▶ _SHORT TASK 1_
Can you retype the lines of the listing below, from its first line through the line with "[183,211,195,222]", keeping each one unchanged?
::::::
Sentiment

analysis in R

opinion mining for fun and profit

http://www.rvl.io/cortex/text-analytics-in-r

useR Stockholm 2013-03-14

Me?

Joakim Lundborg

cortex@github

http://github.com/cortex

Text mining

Data analysis

Android

Random hacking

Sentiment analysis on the web

http://www.google.com/shopping

Sentiment analysis @ alaTest

http://alatest.com/reviews/cell-phone-reviews/google-nexus-4/po3-194109466,8/

millions of reviews +
multilingual opinion mining +
multilingual text generation
= win

(I built this =))

Sentiment analysis is hard

Irony
POV
context
messy data

Sentiment analysis is easy

Not even humans agree
Law of big numbers
Results look cool
People like to find patterns and explanations for subjective errors
Tools are in place
Besides, who is going to read through those 1500+ reviews and tell me I'm wrong

Text mining packages in R

tui
openNLP

... all awesome & quirky, just like R

Why would I do this in R anyway?
::::::
▶ _SHORT TASK 2_
Answer these about the sentiment analysis slides:
(a) In which city was the useR meeting, and on what date?
(b) What four things make sentiment analysis hard?
(c) How many reviews does the text say no one will read through?
::::::
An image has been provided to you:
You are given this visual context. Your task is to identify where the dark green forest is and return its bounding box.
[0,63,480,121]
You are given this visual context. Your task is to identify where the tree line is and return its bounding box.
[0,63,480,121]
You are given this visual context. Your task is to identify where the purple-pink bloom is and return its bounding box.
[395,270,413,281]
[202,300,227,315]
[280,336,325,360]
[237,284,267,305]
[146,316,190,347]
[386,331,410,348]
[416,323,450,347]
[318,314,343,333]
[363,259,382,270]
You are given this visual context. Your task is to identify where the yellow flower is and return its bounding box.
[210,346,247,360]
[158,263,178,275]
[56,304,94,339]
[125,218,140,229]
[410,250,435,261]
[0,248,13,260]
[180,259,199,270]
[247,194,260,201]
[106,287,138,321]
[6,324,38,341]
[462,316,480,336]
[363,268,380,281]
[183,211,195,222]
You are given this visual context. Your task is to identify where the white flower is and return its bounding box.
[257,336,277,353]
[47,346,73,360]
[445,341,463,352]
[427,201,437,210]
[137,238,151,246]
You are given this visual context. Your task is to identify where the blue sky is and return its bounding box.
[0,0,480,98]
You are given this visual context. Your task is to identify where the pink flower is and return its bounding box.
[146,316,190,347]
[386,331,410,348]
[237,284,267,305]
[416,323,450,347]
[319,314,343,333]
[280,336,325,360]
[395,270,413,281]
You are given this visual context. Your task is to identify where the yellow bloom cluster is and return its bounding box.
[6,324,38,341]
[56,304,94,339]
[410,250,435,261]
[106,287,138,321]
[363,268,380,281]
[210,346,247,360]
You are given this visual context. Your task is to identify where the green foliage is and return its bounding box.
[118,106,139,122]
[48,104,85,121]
::::::
▶ _RESULT 1_
An image has been provided to you:
You are given this visual context. Your task is to identify where the dark green forest is and return its bounding box.
[0,63,480,121]
You are given this visual context. Your task is to identify where the tree line is and return its bounding box.
[0,63,480,121]
You are given this visual context. Your task is to identify where the purple-pink bloom is and return its bounding box.
[395,270,413,281]
[202,300,227,315]
[280,336,325,360]
[237,284,267,305]
[146,316,190,347]
[386,331,410,348]
[416,323,450,347]
[318,314,343,333]
[363,259,382,270]
You are given this visual context. Your task is to identify where the yellow flower is and return its bounding box.
[210,346,247,360]
[158,263,178,275]
[56,304,94,339]
[125,218,140,229]
[410,250,435,261]
[0,248,13,260]
[180,259,199,270]
[247,194,260,201]
[106,287,138,321]
[6,324,38,341]
[462,316,480,336]
[363,268,380,281]
[183,211,195,222]

▶ _RESULT 2_
(a) Stockholm, 2013-03-14
(b) Irony, POV, context, and messy data
(c) 1500+